▶ Work to complete
Copy out each line of the rows below, character for character and without any change.

▶ Material provided
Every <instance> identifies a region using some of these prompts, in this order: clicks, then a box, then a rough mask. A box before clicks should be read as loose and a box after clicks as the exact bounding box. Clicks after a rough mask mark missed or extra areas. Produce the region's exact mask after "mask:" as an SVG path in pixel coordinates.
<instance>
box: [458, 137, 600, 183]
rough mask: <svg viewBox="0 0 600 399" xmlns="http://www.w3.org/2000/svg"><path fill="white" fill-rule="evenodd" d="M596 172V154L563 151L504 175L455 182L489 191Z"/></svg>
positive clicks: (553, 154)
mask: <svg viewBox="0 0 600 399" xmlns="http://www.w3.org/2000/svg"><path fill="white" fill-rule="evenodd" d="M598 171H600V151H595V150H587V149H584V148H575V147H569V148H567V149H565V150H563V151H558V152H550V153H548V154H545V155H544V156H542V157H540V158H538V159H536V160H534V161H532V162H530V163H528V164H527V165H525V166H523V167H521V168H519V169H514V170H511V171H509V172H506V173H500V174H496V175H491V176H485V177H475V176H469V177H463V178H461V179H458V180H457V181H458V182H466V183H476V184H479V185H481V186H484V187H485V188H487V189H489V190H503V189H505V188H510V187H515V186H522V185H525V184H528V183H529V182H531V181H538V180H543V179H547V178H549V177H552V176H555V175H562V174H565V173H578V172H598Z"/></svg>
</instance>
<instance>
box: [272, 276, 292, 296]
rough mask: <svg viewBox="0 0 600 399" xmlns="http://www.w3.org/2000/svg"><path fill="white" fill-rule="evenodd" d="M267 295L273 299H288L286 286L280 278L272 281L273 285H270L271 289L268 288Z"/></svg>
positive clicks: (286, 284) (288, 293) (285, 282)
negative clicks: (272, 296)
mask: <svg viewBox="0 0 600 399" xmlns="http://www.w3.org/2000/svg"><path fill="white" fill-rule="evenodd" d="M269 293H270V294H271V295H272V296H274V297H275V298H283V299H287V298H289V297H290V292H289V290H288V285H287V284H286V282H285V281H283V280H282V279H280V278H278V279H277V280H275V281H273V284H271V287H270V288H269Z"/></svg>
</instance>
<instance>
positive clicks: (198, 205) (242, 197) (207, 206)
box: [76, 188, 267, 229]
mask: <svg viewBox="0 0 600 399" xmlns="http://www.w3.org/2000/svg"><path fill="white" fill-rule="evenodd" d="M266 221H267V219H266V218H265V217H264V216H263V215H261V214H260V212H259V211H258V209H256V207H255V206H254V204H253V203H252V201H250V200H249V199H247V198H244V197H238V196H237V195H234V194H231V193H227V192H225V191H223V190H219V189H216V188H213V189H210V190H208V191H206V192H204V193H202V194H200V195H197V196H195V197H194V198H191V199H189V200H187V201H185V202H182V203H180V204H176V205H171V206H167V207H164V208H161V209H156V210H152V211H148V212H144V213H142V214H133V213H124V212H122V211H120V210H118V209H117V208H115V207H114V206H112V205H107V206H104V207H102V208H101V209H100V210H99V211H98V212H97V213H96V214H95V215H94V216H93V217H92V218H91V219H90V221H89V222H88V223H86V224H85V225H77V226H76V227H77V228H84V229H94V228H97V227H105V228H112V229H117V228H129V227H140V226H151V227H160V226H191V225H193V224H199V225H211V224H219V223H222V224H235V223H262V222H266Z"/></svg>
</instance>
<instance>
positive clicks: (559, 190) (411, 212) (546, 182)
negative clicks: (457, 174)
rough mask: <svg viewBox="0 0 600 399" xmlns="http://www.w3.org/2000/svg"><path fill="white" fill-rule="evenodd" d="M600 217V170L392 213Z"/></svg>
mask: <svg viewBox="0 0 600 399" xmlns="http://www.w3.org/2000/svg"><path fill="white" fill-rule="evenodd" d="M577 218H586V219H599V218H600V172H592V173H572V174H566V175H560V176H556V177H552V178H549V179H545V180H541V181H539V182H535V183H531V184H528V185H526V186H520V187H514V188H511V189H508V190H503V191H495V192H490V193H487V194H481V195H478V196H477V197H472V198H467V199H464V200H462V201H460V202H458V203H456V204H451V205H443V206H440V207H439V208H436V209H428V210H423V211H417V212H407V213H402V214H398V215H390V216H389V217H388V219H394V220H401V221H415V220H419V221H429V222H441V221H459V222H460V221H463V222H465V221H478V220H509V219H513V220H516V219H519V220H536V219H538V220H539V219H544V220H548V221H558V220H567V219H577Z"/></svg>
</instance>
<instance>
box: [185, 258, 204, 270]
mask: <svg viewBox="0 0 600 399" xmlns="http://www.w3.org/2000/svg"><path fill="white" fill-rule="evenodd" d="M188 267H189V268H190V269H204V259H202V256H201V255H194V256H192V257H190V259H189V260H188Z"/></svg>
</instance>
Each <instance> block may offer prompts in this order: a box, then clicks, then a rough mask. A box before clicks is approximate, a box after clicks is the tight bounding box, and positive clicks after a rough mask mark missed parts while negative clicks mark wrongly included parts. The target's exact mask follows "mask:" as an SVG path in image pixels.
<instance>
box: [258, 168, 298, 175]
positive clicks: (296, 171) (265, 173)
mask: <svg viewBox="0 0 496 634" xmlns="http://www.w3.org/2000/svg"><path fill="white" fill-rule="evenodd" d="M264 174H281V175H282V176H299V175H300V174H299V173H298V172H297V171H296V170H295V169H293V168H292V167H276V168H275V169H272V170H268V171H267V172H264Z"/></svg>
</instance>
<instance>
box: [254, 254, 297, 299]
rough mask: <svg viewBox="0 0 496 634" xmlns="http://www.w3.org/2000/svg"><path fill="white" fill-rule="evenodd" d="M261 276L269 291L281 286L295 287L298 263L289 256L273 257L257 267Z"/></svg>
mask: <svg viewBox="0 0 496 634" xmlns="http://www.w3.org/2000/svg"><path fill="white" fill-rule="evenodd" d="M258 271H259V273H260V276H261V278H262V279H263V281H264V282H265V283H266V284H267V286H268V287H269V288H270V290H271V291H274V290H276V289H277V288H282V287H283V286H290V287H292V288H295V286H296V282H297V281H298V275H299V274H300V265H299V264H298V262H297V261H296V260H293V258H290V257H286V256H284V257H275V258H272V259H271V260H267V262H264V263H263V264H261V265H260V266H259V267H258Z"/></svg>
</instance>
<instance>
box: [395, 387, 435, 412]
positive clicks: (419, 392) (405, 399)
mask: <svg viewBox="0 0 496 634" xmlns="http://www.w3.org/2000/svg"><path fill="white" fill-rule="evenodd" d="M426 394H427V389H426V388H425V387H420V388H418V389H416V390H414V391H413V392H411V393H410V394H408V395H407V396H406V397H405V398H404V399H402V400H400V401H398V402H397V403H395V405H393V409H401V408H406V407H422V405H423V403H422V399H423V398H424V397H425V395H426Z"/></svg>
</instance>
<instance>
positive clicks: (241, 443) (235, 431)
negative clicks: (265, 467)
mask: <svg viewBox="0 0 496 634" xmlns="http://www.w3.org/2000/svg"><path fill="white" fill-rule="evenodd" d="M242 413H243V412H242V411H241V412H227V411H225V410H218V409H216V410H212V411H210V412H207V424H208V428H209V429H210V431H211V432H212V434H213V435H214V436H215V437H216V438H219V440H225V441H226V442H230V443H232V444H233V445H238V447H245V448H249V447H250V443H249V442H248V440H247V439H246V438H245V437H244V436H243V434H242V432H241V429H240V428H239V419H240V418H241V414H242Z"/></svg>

▶ Result of the task
Every <instance> identifies a region using some of these prompts, in this order: clicks, then a box, then a rough mask. A box before clicks should be read as loose and a box after clicks as the exact bounding box. Clicks after a rough mask mark missed or extra areas. Produce the region's exact mask after "mask:" as an SVG path in pixel coordinates.
<instance>
box: [458, 137, 600, 183]
rough mask: <svg viewBox="0 0 600 399" xmlns="http://www.w3.org/2000/svg"><path fill="white" fill-rule="evenodd" d="M596 172V154L563 151L504 175L455 182L489 191Z"/></svg>
positive clicks: (553, 154)
mask: <svg viewBox="0 0 600 399" xmlns="http://www.w3.org/2000/svg"><path fill="white" fill-rule="evenodd" d="M598 171H600V151H595V150H587V149H584V148H575V147H569V148H567V149H565V150H563V151H558V152H550V153H548V154H545V155H544V156H542V157H540V158H538V159H536V160H534V161H532V162H530V163H528V164H527V165H525V166H523V167H521V168H519V169H514V170H511V171H509V172H506V173H500V174H496V175H491V176H485V177H475V176H469V177H463V178H461V179H458V180H457V181H458V182H466V183H476V184H479V185H481V186H484V187H485V188H487V189H489V190H503V189H505V188H510V187H515V186H522V185H525V184H528V183H529V182H531V181H538V180H543V179H547V178H549V177H552V176H555V175H562V174H565V173H578V172H598Z"/></svg>
</instance>
<instance>
box: [272, 276, 292, 296]
rough mask: <svg viewBox="0 0 600 399" xmlns="http://www.w3.org/2000/svg"><path fill="white" fill-rule="evenodd" d="M267 295L273 299H288L286 286L280 278L272 281L273 285H270L271 289L268 288Z"/></svg>
positive clicks: (286, 284) (288, 293) (285, 282)
negative clicks: (272, 296)
mask: <svg viewBox="0 0 600 399" xmlns="http://www.w3.org/2000/svg"><path fill="white" fill-rule="evenodd" d="M269 293H270V294H271V295H272V296H274V297H275V298H283V299H287V298H289V297H290V292H289V290H288V285H287V284H286V282H285V281H283V280H282V279H280V278H278V279H277V280H275V281H273V284H271V287H270V288H269Z"/></svg>
</instance>
<instance>
positive clicks: (198, 205) (242, 197) (207, 206)
box: [76, 188, 267, 229]
mask: <svg viewBox="0 0 600 399" xmlns="http://www.w3.org/2000/svg"><path fill="white" fill-rule="evenodd" d="M266 221H267V219H266V218H265V217H264V216H263V215H261V214H260V212H259V211H258V209H256V207H255V206H254V204H253V203H252V201H250V200H249V199H247V198H244V197H238V196H237V195H234V194H231V193H227V192H225V191H223V190H219V189H216V188H213V189H210V190H208V191H206V192H204V193H202V194H200V195H197V196H195V197H194V198H191V199H189V200H187V201H185V202H182V203H180V204H176V205H171V206H167V207H164V208H161V209H156V210H152V211H148V212H144V213H142V214H133V213H124V212H122V211H120V210H118V209H117V208H115V207H114V206H112V205H107V206H104V207H102V208H101V209H100V210H99V211H98V212H97V213H96V214H95V215H94V216H93V217H92V218H91V219H90V221H89V222H88V223H86V224H85V225H77V226H76V227H77V228H84V229H94V228H97V227H105V228H112V229H117V228H129V227H140V226H151V227H160V226H191V225H193V224H199V225H211V224H219V223H222V224H235V223H262V222H266Z"/></svg>
</instance>
<instance>
positive clicks: (559, 190) (411, 212) (546, 182)
negative clicks: (457, 174)
rough mask: <svg viewBox="0 0 600 399" xmlns="http://www.w3.org/2000/svg"><path fill="white" fill-rule="evenodd" d="M600 217V170L392 213Z"/></svg>
mask: <svg viewBox="0 0 600 399" xmlns="http://www.w3.org/2000/svg"><path fill="white" fill-rule="evenodd" d="M577 218H586V219H599V218H600V172H592V173H572V174H566V175H560V176H556V177H552V178H549V179H545V180H541V181H539V182H535V183H531V184H528V185H526V186H520V187H514V188H511V189H508V190H503V191H495V192H490V193H487V194H481V195H478V196H477V197H472V198H467V199H464V200H462V201H460V202H458V203H456V204H451V205H443V206H440V207H439V208H436V209H428V210H423V211H417V212H407V213H402V214H398V215H390V216H389V217H388V219H394V220H401V221H415V220H419V221H429V222H441V221H459V222H460V221H463V222H465V221H478V220H509V219H513V220H516V219H519V220H536V219H538V220H539V219H544V220H548V221H558V220H567V219H577Z"/></svg>
</instance>
<instance>
box: [185, 258, 204, 270]
mask: <svg viewBox="0 0 600 399" xmlns="http://www.w3.org/2000/svg"><path fill="white" fill-rule="evenodd" d="M188 267H189V268H190V269H204V259H202V256H201V255H194V256H192V257H190V259H189V260H188Z"/></svg>
</instance>
Each <instance> block may offer prompts in this order: a box, then clicks, then a rough mask. A box before clicks is approximate, a box after clicks is the tight bounding box, and positive clicks after a rough mask mark missed parts while negative clicks mark wrongly included parts. The target's exact mask follows "mask:" as an SVG path in image pixels.
<instance>
box: [258, 168, 298, 175]
positive clicks: (296, 171) (265, 173)
mask: <svg viewBox="0 0 496 634" xmlns="http://www.w3.org/2000/svg"><path fill="white" fill-rule="evenodd" d="M264 174H281V175H282V176H299V175H300V174H299V173H298V172H297V171H296V170H295V169H293V168H292V167H276V168H275V169H272V170H268V171H267V172H264Z"/></svg>
</instance>
<instance>
box: [254, 254, 297, 299]
rough mask: <svg viewBox="0 0 496 634" xmlns="http://www.w3.org/2000/svg"><path fill="white" fill-rule="evenodd" d="M261 276L269 291L281 286L295 287L298 263L289 256L273 257L257 267Z"/></svg>
mask: <svg viewBox="0 0 496 634" xmlns="http://www.w3.org/2000/svg"><path fill="white" fill-rule="evenodd" d="M258 271H259V273H260V276H261V278H262V279H263V281H264V282H265V283H266V284H267V286H268V287H269V288H270V290H271V291H274V290H276V289H277V288H282V287H283V286H290V287H292V288H295V286H296V282H297V281H298V275H299V274H300V265H299V264H298V262H297V261H296V260H293V258H290V257H286V256H284V257H275V258H272V259H271V260H267V262H264V263H263V264H261V265H260V266H259V267H258Z"/></svg>
</instance>
<instance>
box: [395, 387, 435, 412]
positive clicks: (419, 392) (405, 399)
mask: <svg viewBox="0 0 496 634" xmlns="http://www.w3.org/2000/svg"><path fill="white" fill-rule="evenodd" d="M426 394H427V389H426V388H425V387H420V388H418V389H416V390H414V391H413V392H411V393H410V394H408V395H407V396H406V397H405V398H404V399H402V400H400V401H398V402H397V403H395V405H393V409H401V408H406V407H422V405H423V403H422V399H423V398H424V397H425V395H426Z"/></svg>
</instance>
<instance>
positive clicks: (241, 443) (235, 431)
negative clicks: (265, 467)
mask: <svg viewBox="0 0 496 634" xmlns="http://www.w3.org/2000/svg"><path fill="white" fill-rule="evenodd" d="M242 413H243V412H242V411H241V412H227V411H225V410H218V409H216V410H212V411H210V412H207V424H208V428H209V429H210V431H211V432H212V434H213V435H214V436H215V437H216V438H219V440H225V441H226V442H230V443H232V444H233V445H238V447H245V448H249V447H250V443H249V442H248V440H247V439H246V438H245V437H244V436H243V434H242V432H241V429H240V428H239V419H240V418H241V414H242Z"/></svg>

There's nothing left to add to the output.